Text shown:
+ + + + +
A look back at the old timey remedies of our childhood

Jul 11, 2024
What have you still got lurking in your medicine cupboard? Source: Getty Images.

It’s all very well to look back and long for the good old days but when you‘ve got a migraine and you can hit up the NSAIDs it puts things into a bit more perspective. When I was a child and had a headache or fever, Mum would crush a Disprin (‘…it’s soluble aspirin’) in a teaspoon and mix it with honey for us to take little nibbles of.  There wasn’t anything else available especially for children.  

Our medicine cabinet was pretty basic but blended with old faithful tried and true remedies that were handed down through the generations.  

For coughs and colds, we had our chests rubbed with Vicks Vaporub or had wee capsules of Karvol squeezed onto our pyjamas. You could always tell the kids at school who had colds as they had an aura of Vicksy aroma, often with hankies smothered in the stuff to breathe in deeply whilst snuffling at the desk.

Another wildly medicinal smell that tended to linger was Eucresol, a bituminous medicine in block form that was melted over a small kerosene lamp with the ‘antiseptic’ vapours emanating throughout the house.
+ + + + +
Excerpted data:
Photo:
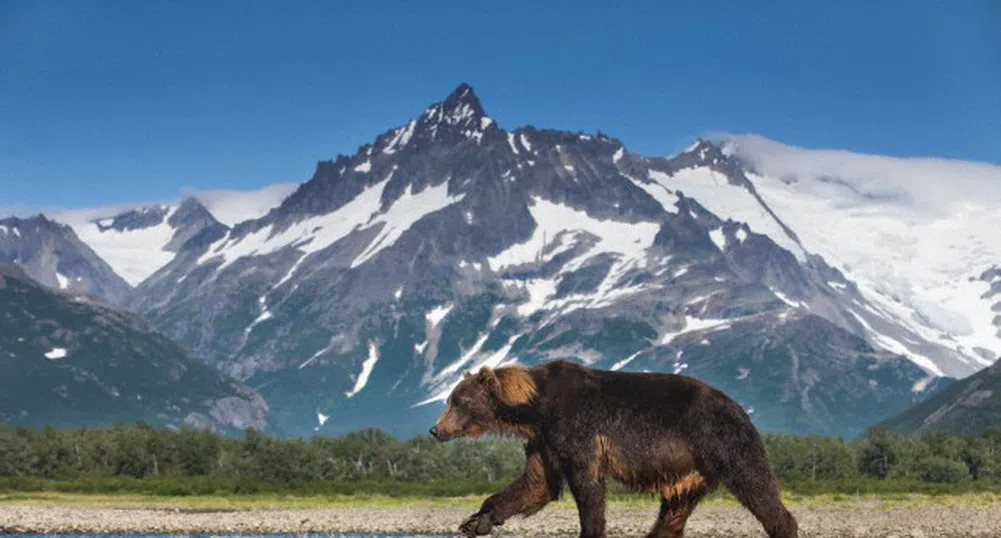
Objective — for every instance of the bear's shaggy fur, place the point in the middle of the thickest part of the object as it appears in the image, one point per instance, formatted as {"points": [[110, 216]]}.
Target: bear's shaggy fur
{"points": [[673, 436]]}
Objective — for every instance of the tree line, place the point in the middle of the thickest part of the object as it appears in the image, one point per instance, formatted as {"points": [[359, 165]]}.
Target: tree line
{"points": [[200, 461]]}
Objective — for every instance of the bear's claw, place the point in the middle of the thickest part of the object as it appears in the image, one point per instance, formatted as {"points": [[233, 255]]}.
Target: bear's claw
{"points": [[476, 525]]}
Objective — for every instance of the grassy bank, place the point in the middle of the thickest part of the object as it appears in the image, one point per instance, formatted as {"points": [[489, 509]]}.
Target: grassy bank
{"points": [[236, 492]]}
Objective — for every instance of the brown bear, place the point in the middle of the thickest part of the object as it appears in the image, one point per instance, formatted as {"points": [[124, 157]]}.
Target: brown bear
{"points": [[673, 436]]}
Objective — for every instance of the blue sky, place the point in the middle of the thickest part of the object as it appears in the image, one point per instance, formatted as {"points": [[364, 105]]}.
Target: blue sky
{"points": [[114, 101]]}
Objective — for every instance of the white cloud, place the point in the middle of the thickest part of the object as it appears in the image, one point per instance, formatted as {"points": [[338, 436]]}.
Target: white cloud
{"points": [[231, 206], [921, 184]]}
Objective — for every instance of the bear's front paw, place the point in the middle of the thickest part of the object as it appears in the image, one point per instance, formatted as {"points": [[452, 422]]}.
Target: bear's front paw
{"points": [[476, 525]]}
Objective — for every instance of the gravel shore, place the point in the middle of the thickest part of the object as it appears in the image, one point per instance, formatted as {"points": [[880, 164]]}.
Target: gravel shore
{"points": [[840, 520]]}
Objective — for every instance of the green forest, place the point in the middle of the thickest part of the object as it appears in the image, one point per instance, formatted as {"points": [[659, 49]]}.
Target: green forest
{"points": [[196, 462]]}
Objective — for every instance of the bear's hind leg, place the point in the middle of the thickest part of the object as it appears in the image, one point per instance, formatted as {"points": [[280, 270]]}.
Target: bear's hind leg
{"points": [[589, 493], [673, 517], [759, 493]]}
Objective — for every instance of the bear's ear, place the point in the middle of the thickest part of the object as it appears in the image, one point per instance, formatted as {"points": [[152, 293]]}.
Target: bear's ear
{"points": [[513, 386], [488, 379]]}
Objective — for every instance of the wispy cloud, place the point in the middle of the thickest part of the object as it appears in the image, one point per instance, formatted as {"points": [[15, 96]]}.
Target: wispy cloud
{"points": [[233, 206], [229, 206], [919, 183]]}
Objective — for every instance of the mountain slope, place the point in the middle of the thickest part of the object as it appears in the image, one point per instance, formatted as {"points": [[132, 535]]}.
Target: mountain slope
{"points": [[915, 235], [968, 407], [139, 241], [52, 253], [449, 243], [68, 362]]}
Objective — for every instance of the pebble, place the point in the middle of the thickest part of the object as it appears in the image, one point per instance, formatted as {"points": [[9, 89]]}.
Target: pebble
{"points": [[836, 520]]}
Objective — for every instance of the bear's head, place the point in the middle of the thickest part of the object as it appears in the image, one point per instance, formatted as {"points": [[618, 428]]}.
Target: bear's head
{"points": [[480, 403]]}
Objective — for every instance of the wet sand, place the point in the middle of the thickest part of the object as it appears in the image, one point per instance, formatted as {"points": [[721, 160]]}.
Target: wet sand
{"points": [[869, 519]]}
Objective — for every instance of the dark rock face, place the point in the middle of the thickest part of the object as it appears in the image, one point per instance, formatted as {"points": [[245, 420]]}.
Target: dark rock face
{"points": [[450, 242], [51, 253], [70, 362]]}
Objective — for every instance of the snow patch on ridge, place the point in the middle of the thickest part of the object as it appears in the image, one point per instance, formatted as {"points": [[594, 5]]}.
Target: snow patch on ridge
{"points": [[366, 370]]}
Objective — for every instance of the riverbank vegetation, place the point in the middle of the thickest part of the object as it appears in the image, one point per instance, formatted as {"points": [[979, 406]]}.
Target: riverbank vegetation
{"points": [[158, 462]]}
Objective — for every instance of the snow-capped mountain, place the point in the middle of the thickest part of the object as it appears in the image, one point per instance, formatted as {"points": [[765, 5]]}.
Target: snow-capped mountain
{"points": [[825, 291], [917, 236], [449, 243], [51, 253], [138, 241]]}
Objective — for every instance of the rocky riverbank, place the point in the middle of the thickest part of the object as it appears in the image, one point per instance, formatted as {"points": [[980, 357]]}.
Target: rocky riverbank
{"points": [[869, 519]]}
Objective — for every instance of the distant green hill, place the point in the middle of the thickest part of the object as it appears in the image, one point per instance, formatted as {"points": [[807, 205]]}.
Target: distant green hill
{"points": [[969, 406], [69, 361]]}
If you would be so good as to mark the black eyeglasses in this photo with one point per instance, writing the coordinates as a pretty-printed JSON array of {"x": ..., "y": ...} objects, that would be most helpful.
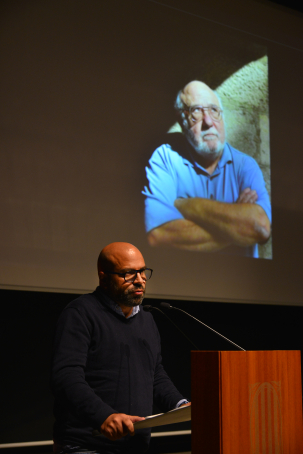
+ + + + +
Work instructions:
**a)** Answer each question from the text on childhood remedies:
(i) What did Mum crush in a teaspoon and mix with honey for a child's headache or fever?
(ii) What was squeezed onto pyjamas for coughs and colds?
(iii) What was Eucresol melted over?
**b)** Carry on the text on childhood remedies, beginning right after its final sentence about Eucresol.
The lines placed after the text come from a separate source and have no connection to it.

Answers to this exercise:
**a)**
(i) A Disprin.
(ii) Wee capsules of Karvol.
(iii) A small kerosene lamp.

**b)**
Meant to help relieve lung and chest complaints like croup, coughs, whooping cough and catarrh in children, it contributed to a number of serious burns when tipped accidentally. Before antibiotics, this was the go-to in the search for relief.   

Acriflavine or Mercurochrome were both used for cuts and abrasions while Savlon antiseptic cream was there for other injuries and Xylocaine helped with stings.  We had an ancient bottle of Condy’s crystals (potassium permanganate), which was great for bacterial and fungal skin infections.  Ingrown toenails got suspended in a bowl of warm purple water that had crystals dissolved in it.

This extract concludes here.